> _WHAT TO PRODUCE_
Filter the listing down to the lines containing the word "each".

> _MATERIAL PROVIDED_

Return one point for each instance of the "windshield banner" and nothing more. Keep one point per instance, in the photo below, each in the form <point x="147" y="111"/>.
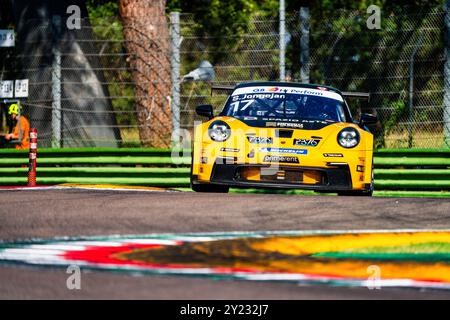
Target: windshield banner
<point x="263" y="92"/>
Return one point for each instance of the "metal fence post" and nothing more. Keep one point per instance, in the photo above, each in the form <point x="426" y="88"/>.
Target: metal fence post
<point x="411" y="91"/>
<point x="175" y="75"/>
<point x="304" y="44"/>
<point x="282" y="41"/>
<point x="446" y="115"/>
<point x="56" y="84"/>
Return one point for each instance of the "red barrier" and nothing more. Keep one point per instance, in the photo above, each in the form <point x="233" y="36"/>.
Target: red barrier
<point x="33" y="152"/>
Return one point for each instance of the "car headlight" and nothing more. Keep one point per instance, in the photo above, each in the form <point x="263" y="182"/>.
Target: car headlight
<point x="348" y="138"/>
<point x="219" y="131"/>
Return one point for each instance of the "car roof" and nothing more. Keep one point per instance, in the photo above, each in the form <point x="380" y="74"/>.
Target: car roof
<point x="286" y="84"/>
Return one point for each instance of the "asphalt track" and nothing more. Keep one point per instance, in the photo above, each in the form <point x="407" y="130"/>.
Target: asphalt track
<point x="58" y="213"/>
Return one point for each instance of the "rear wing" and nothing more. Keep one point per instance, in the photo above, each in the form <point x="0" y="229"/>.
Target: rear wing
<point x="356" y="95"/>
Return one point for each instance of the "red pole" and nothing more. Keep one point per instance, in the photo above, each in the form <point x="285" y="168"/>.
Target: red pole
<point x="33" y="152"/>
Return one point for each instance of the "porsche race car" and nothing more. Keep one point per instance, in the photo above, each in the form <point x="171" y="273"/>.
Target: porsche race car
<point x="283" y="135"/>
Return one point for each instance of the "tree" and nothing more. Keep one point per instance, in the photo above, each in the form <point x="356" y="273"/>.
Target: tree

> _EXPECTED ANSWER_
Return one point for each instance of the "windshield banner" and nothing more. Keep one point per instance, in the photo below, each in the form <point x="147" y="111"/>.
Return one point for each instance of the "metal fence post" and nothing more. Keep one point per instance, in the photo above, each in the form <point x="426" y="88"/>.
Return one point for each instance of the "red barrier" and nothing more. Keep one point per instance, in the photo above, each in the form <point x="233" y="36"/>.
Return one point for each instance of the "car headlight" and nothing more. Keep one point per instance, in the photo above, each in the form <point x="263" y="182"/>.
Return one point for each instance of the "car roof" and nothing more. Keep one point per instance, in the photo above, each in the form <point x="380" y="74"/>.
Return one point for each instance of the "asphalt track" and nothing more. Keep one point per instance, in the photo above, each in the form <point x="407" y="130"/>.
Return one point for each instance of the "rear wing" and nothing more. Keep one point per instance, in the photo above, each in the form <point x="0" y="229"/>.
Return one point for each instance of the "red pole" and nothing more. Keep one point per instance, in the photo above, each in the form <point x="285" y="168"/>.
Return one point for each instance of the "porsche race car" and nothing more. Keep one point per instance, in the photo above, each in the form <point x="171" y="273"/>.
Return one point for each instance of the "tree" and nothing more. Keep one point per instance, in the photo above, each in the form <point x="356" y="273"/>.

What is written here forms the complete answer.